INFORMATION SUPPLIED

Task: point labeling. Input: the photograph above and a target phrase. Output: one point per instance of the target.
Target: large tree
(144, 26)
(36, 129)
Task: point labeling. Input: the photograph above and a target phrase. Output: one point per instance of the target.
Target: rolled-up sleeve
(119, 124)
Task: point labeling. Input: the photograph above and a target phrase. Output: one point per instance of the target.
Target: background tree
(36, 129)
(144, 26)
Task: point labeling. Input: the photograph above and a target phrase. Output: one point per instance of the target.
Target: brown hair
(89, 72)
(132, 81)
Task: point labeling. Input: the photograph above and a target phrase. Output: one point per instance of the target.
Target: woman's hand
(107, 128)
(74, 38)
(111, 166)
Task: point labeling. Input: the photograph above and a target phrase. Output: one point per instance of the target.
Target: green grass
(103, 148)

PROBLEM STATEMENT
Write out every one of the records above word for word, keeping their line order unchanged.

FINISHED ANSWER
Task: point labeling. Input: the photograph above and a target phrase. Output: one point per instance of the target.
Target: large tree
(144, 26)
(36, 129)
Task: point labeling. Input: the photograph above and a target phrase. Output: one point per instance of the target.
Target: rolled-up sleeve
(119, 124)
Task: point labeling. Input: the photograph above and a target phrase. Output: one point per instance of the target.
Target: background tree
(36, 129)
(144, 26)
Task: point labeling. Input: the photograph above and a target phrase. Output: one point per instance of the target.
Target: brown hair
(89, 72)
(132, 81)
Task: point labeling. Input: the photograph above and a target phrase. Output: one point per instance of the target.
Target: woman's hand
(107, 128)
(74, 38)
(111, 166)
Task: point labeling. Input: the photograph above and a target phrase. Output: one point per instance of the target.
Target: green grass
(103, 148)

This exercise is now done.